### Exercise prompt
Output every entry below word for word, without its pictures.

### Data extracted from a collection
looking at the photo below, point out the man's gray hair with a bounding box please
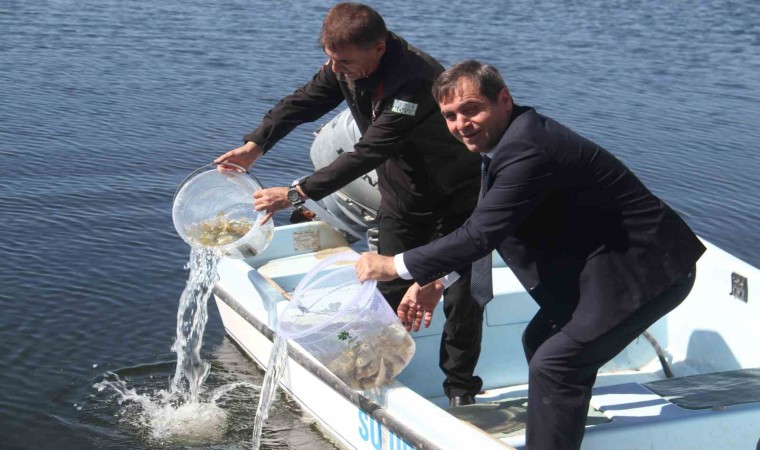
[432,60,507,104]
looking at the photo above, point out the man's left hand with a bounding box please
[398,281,444,331]
[356,253,398,282]
[253,187,290,224]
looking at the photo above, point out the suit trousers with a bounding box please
[522,268,696,450]
[377,212,484,398]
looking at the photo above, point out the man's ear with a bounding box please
[499,87,513,108]
[374,40,386,57]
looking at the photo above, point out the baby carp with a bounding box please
[325,322,415,390]
[188,213,253,247]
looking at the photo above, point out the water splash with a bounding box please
[92,244,301,448]
[93,246,229,442]
[251,335,289,450]
[93,372,249,443]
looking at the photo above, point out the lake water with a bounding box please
[1,0,759,449]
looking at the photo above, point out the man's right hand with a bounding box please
[214,141,264,170]
[356,253,398,282]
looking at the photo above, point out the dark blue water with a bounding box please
[1,0,759,448]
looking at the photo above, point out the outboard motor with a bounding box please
[304,109,380,249]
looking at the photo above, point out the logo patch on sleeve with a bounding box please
[390,99,418,116]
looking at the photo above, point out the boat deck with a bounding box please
[446,397,610,439]
[644,368,760,410]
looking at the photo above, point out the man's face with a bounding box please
[439,78,513,154]
[324,42,385,81]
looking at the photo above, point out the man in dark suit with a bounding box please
[356,60,705,450]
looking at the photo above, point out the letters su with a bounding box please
[358,410,413,450]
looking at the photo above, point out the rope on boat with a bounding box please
[641,330,674,378]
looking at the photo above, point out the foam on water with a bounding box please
[93,372,241,443]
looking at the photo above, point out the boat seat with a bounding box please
[257,246,356,293]
[244,221,358,293]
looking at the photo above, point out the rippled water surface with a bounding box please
[1,0,759,449]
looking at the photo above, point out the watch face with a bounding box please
[287,187,301,204]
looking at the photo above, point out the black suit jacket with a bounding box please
[404,105,705,341]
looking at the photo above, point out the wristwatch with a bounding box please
[287,178,306,208]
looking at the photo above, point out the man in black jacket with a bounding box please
[215,3,484,405]
[356,60,705,449]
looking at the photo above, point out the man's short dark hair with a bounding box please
[432,60,507,104]
[319,3,388,50]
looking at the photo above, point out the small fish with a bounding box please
[324,322,415,390]
[190,215,253,247]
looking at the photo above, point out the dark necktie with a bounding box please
[470,156,493,307]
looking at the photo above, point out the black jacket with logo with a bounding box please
[244,32,481,218]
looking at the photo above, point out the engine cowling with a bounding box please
[305,109,380,242]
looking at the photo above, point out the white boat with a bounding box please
[211,111,760,450]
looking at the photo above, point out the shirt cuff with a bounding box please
[438,271,461,289]
[393,253,413,280]
[393,253,460,288]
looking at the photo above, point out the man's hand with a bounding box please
[215,141,264,171]
[397,281,444,331]
[356,253,398,282]
[253,187,290,224]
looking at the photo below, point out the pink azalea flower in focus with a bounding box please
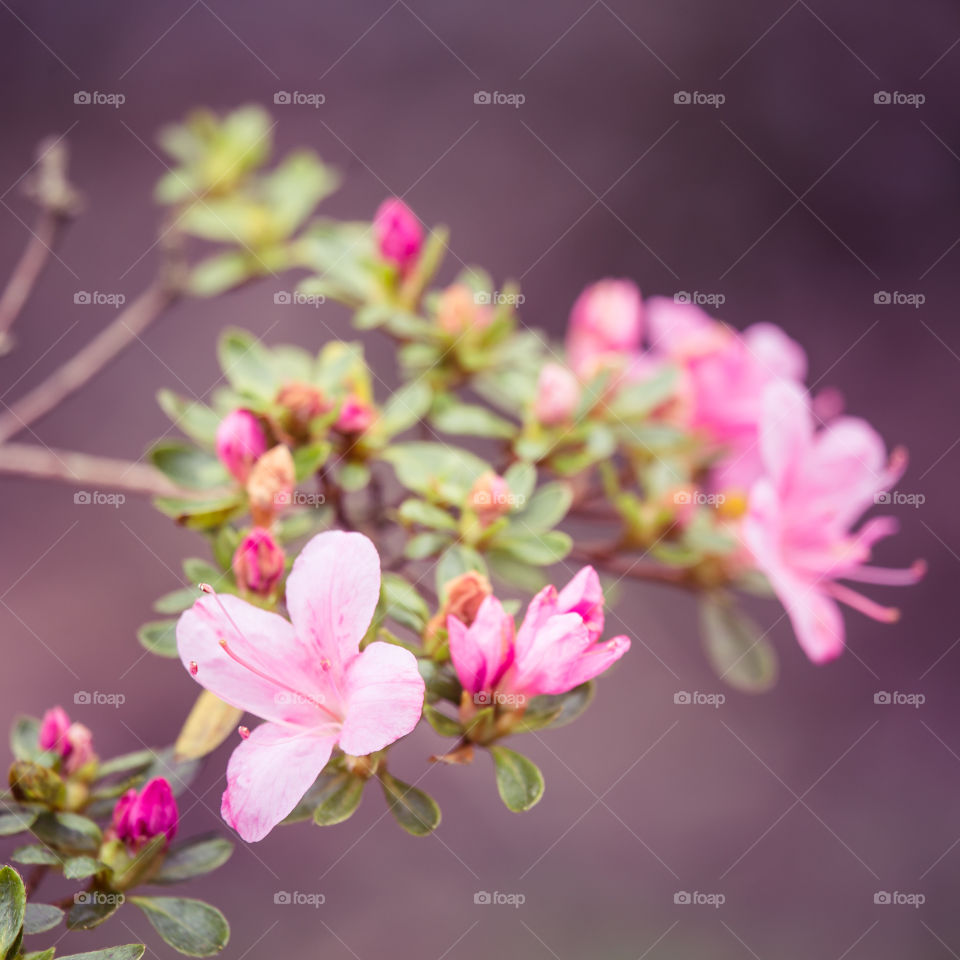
[742,382,925,663]
[112,777,178,850]
[646,297,807,491]
[565,279,643,378]
[177,531,425,842]
[448,566,628,701]
[232,528,285,597]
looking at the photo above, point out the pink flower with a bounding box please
[742,382,925,663]
[447,567,628,700]
[373,198,423,273]
[216,410,268,483]
[468,471,512,527]
[232,528,285,597]
[565,279,643,378]
[112,777,178,850]
[177,531,425,842]
[646,297,807,491]
[38,707,94,774]
[335,396,376,434]
[535,363,581,426]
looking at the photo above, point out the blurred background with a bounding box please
[1,0,959,956]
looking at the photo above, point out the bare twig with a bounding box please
[0,442,189,496]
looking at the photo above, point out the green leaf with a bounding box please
[379,772,441,836]
[153,588,199,615]
[338,461,370,492]
[153,494,244,531]
[23,903,63,935]
[139,749,201,798]
[380,574,430,634]
[607,365,678,419]
[10,717,40,762]
[95,749,156,779]
[493,530,572,566]
[503,461,536,504]
[130,896,230,957]
[189,251,252,297]
[292,442,331,481]
[434,544,487,599]
[397,499,457,532]
[382,443,489,502]
[516,682,595,733]
[63,856,104,880]
[417,659,463,705]
[67,892,124,930]
[149,442,230,490]
[11,845,61,866]
[700,593,778,693]
[156,390,221,446]
[490,746,544,812]
[422,704,462,738]
[514,482,572,531]
[57,947,145,960]
[380,380,432,436]
[0,866,26,958]
[310,773,365,827]
[22,949,56,960]
[263,150,339,235]
[153,836,233,885]
[31,813,101,855]
[403,532,450,561]
[0,806,38,837]
[173,693,242,763]
[217,328,277,402]
[137,620,179,658]
[431,401,516,439]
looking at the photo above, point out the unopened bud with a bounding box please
[276,382,329,442]
[216,410,268,483]
[232,528,285,597]
[436,284,491,336]
[335,396,376,434]
[534,362,581,426]
[247,444,295,526]
[468,471,512,527]
[374,198,423,274]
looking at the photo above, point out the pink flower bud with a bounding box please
[534,362,581,426]
[566,279,643,377]
[436,284,492,336]
[374,198,423,273]
[216,410,268,483]
[38,706,71,755]
[335,396,376,434]
[62,723,95,774]
[232,528,285,597]
[112,777,178,850]
[468,472,512,526]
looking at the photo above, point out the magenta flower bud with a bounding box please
[335,396,376,434]
[232,528,285,597]
[534,363,581,426]
[62,722,95,774]
[38,706,71,755]
[373,198,423,273]
[216,410,268,483]
[113,777,178,850]
[566,279,643,377]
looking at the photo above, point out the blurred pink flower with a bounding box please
[38,707,94,774]
[565,279,643,378]
[646,297,808,491]
[335,395,376,434]
[373,198,423,274]
[112,777,178,850]
[177,531,424,842]
[534,362,581,426]
[216,410,268,483]
[232,528,285,597]
[468,471,512,527]
[742,382,925,663]
[448,567,629,700]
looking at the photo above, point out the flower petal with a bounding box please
[448,595,515,694]
[177,595,330,725]
[759,381,812,494]
[556,566,604,640]
[337,642,425,756]
[509,612,593,696]
[284,531,381,671]
[221,723,337,842]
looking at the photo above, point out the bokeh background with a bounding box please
[1,1,959,957]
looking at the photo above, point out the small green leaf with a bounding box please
[434,544,487,599]
[22,948,56,960]
[11,845,61,866]
[310,773,365,827]
[189,251,253,297]
[149,442,230,490]
[515,682,595,732]
[382,443,489,502]
[0,807,38,837]
[9,717,40,762]
[137,620,179,658]
[338,461,370,492]
[153,588,200,615]
[292,442,331,481]
[422,704,462,738]
[31,812,102,854]
[95,749,156,779]
[494,530,572,566]
[379,772,441,836]
[404,532,450,561]
[503,461,536,503]
[157,390,221,447]
[514,482,572,531]
[0,866,26,958]
[380,380,432,436]
[67,891,123,930]
[397,499,457,531]
[130,896,230,957]
[153,836,234,884]
[217,328,277,402]
[23,903,63,934]
[63,856,104,880]
[57,946,145,960]
[153,494,244,531]
[490,746,545,812]
[380,574,430,633]
[700,593,778,693]
[431,401,516,439]
[417,659,463,705]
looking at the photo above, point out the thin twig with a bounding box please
[0,442,188,496]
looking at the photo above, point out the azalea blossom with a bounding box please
[534,362,581,426]
[565,279,643,378]
[373,198,423,273]
[646,297,807,491]
[742,382,925,663]
[216,410,267,483]
[38,706,95,774]
[448,566,629,701]
[177,530,425,842]
[112,777,179,851]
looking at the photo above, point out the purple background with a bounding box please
[1,1,959,957]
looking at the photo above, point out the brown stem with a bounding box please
[0,282,179,445]
[0,442,187,496]
[23,864,49,898]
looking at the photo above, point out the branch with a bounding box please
[0,281,179,445]
[0,442,187,496]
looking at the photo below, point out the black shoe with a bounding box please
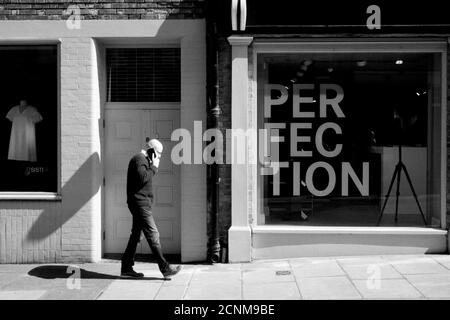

### Written response
looking at the photo below, point out the man's gray hair with a bounding box please
[432,60,507,104]
looking at the photo above, point out the man's left hand with a bounding box please
[398,281,444,331]
[356,253,398,282]
[253,187,290,224]
looking at the photo above, point out the suit trousers with a bounding box please
[522,268,696,450]
[377,212,484,398]
looking at the photo above, point out the man's ear with a bounding box please
[499,87,513,108]
[374,40,386,57]
looking at the photo above, point out the baby carp with a bounding box please
[325,322,415,390]
[188,213,253,247]
looking at the photo above, point out the water splash with a bounding box please
[92,244,301,448]
[93,246,229,442]
[251,335,289,450]
[93,372,249,443]
looking at the photo above, point out the lake water with a bounding box please
[1,0,759,449]
looking at the photo above, point out the man's right hand with a bounding box please
[214,141,264,170]
[356,253,398,282]
looking at the photo above, point out the dark blue water with a bounding box please
[1,0,759,448]
looking at the photo above, point out the outboard motor with a bounding box please
[304,109,380,249]
looking at the photo above, point out the logo patch on sleeve with a bounding box please
[390,99,418,116]
looking at the photo above, point out the boat deck with a bounding box please
[446,397,610,439]
[644,368,760,410]
looking at the photo above, point out the man's face with a bounding box please
[439,78,513,154]
[324,42,385,81]
looking at the photo above, point out the man in dark suit with a bounding box please
[356,60,705,450]
looking at the photo above, point out the letters su with a bounding box please
[358,410,413,450]
looking at the photo above, point out the rope on boat with a bounding box please
[641,330,674,378]
looking at the photo above, point out the foam on water with a bounding box please
[93,372,241,443]
looking at the photo above, point out the boat seat with a bounding box please
[257,246,356,293]
[244,221,358,293]
looking at the photo above, point out the rippled water surface with a bounding box please
[1,0,759,449]
looking at the photo above, point out the watch face with a bounding box please
[287,187,301,204]
looking at the photo above, point out the black suit jacket with a bounding box please
[404,105,705,341]
looking at the photo above, point out the wristwatch with a bounding box please
[287,178,306,208]
looking at the photo above, point out the man in black jacket with a bounding box please
[215,3,484,405]
[356,60,705,449]
looking at the photo above, point out the man's short dark hair with a bounding box please
[432,60,507,104]
[319,3,388,50]
looking at the photo above, point out the small fish with a bounding box please
[324,322,415,390]
[190,215,253,247]
looking at the photo above, point out the dark necktie with a bounding box please
[470,156,493,307]
looking at the photo above, point out the black jacket with logo with a bounding box please
[244,32,481,218]
looking at the photo above, point out the engine cowling with a bounding box please
[305,109,380,242]
looking at the photo above, point out the white boat with a bounding box please
[211,111,760,450]
looking at the photo above, point out the shirt cuff with a bounding box please
[438,271,461,289]
[393,253,413,280]
[393,253,460,288]
looking at the photo above, point out the man's hand with a bounding box please
[215,141,264,171]
[397,281,444,331]
[356,253,398,282]
[253,187,290,224]
looking at the photo below, point out the pink azalea flower in focus with a bounding box please
[742,382,925,663]
[112,777,178,850]
[646,297,807,491]
[565,279,643,378]
[177,531,425,842]
[448,566,628,701]
[232,528,285,597]
looking at the photo above, point out the pink flower with a bounding box please
[742,382,925,663]
[447,567,628,700]
[373,198,423,273]
[216,410,268,483]
[468,471,512,527]
[232,528,285,597]
[565,279,643,378]
[112,777,178,850]
[177,531,425,842]
[646,297,807,491]
[38,707,94,774]
[335,396,376,434]
[535,363,581,426]
looking at the photo above, point out the blurred background with a bounding box please
[1,0,959,956]
looking at the photo above, point out the bare twig with a bounding box please
[0,442,189,496]
looking at the photo above, point out the green leaf with a bounding box please
[379,772,441,836]
[153,588,199,615]
[338,461,370,492]
[153,494,244,531]
[23,903,63,935]
[139,749,201,798]
[380,574,430,634]
[607,365,678,419]
[10,717,40,762]
[95,749,156,779]
[493,530,572,566]
[503,461,536,504]
[130,896,230,957]
[189,251,252,297]
[292,442,331,481]
[434,544,487,599]
[397,499,457,532]
[382,443,489,502]
[516,682,595,733]
[63,856,104,880]
[417,659,463,705]
[67,892,124,930]
[149,442,230,490]
[11,845,61,866]
[700,593,778,693]
[156,390,221,446]
[490,746,544,812]
[422,704,462,738]
[514,482,572,531]
[57,947,145,960]
[380,380,432,436]
[0,866,26,958]
[310,773,365,827]
[22,949,56,960]
[263,150,339,235]
[153,836,233,885]
[31,813,101,855]
[403,532,450,561]
[0,806,38,837]
[173,693,242,763]
[217,328,277,402]
[137,620,179,658]
[431,401,516,439]
looking at the photo above, point out the unopened bud with a bounding box please
[276,382,329,442]
[216,410,268,483]
[232,528,285,597]
[436,284,491,336]
[335,396,376,434]
[534,362,581,426]
[247,444,295,526]
[468,471,512,527]
[374,198,423,274]
looking at the photo above, point out the pink flower bud with a bounding box please
[534,362,581,426]
[566,279,643,377]
[436,284,492,336]
[374,198,423,273]
[216,410,268,483]
[38,706,71,755]
[335,396,376,434]
[62,723,95,774]
[232,528,285,597]
[112,777,178,850]
[468,472,512,526]
looking at the photo above, point out the magenta flower bud with a bounding box please
[335,396,376,434]
[232,528,285,597]
[534,363,581,426]
[62,722,95,774]
[38,706,71,755]
[373,198,423,273]
[216,410,268,483]
[113,777,178,850]
[566,279,643,377]
looking at the photo above, point out the blurred pink flower with a bounding box please
[38,707,94,774]
[565,279,643,378]
[646,297,808,491]
[335,395,376,434]
[373,198,423,274]
[112,777,178,850]
[177,531,424,842]
[534,362,581,426]
[216,410,268,483]
[232,528,285,597]
[468,471,512,527]
[742,382,925,663]
[448,567,629,700]
looking at the photo above, point out the flower petal with a bounding box please
[448,595,515,694]
[177,595,330,725]
[759,381,812,494]
[556,566,604,640]
[337,642,425,756]
[509,612,593,696]
[284,531,381,671]
[221,723,337,842]
looking at the photo above, point out the bokeh background with a bounding box please
[1,1,959,957]
looking at the photo above, point out the small green leaf with a bounding box please
[434,544,487,599]
[22,948,56,960]
[11,845,61,866]
[310,773,365,827]
[189,251,253,297]
[149,442,230,490]
[515,682,595,732]
[382,443,489,502]
[0,807,38,837]
[9,717,40,762]
[137,620,179,658]
[338,461,370,492]
[153,588,200,615]
[292,442,331,481]
[422,704,462,738]
[31,812,102,854]
[95,749,156,779]
[494,530,572,566]
[379,772,441,836]
[404,532,450,561]
[503,461,536,503]
[157,390,221,447]
[514,482,572,531]
[0,866,26,958]
[380,380,432,436]
[67,891,123,930]
[397,499,457,531]
[130,896,230,957]
[153,836,234,884]
[217,328,277,402]
[23,903,63,934]
[63,856,104,880]
[57,946,145,960]
[153,494,244,531]
[490,746,545,812]
[380,574,430,633]
[700,593,778,693]
[431,401,516,439]
[417,659,463,705]
looking at the photo above, point out the thin twig with a bounding box please
[0,442,188,496]
looking at the photo above, point out the azalea blossom with a bounding box please
[534,362,581,426]
[565,279,643,378]
[373,198,423,273]
[646,297,807,491]
[742,382,925,663]
[216,410,267,483]
[38,706,95,774]
[448,566,629,701]
[177,530,425,842]
[112,777,179,851]
looking at the photo above, point out the purple background with a bounding box please
[1,1,959,957]
looking at the photo above, point out the brown stem with a bounding box please
[0,282,179,445]
[0,442,187,496]
[23,864,49,898]
looking at the photo above, point out the branch with a bounding box please
[0,281,179,445]
[0,442,187,496]
looking at the photo below, point out the black shoe with a bounding box please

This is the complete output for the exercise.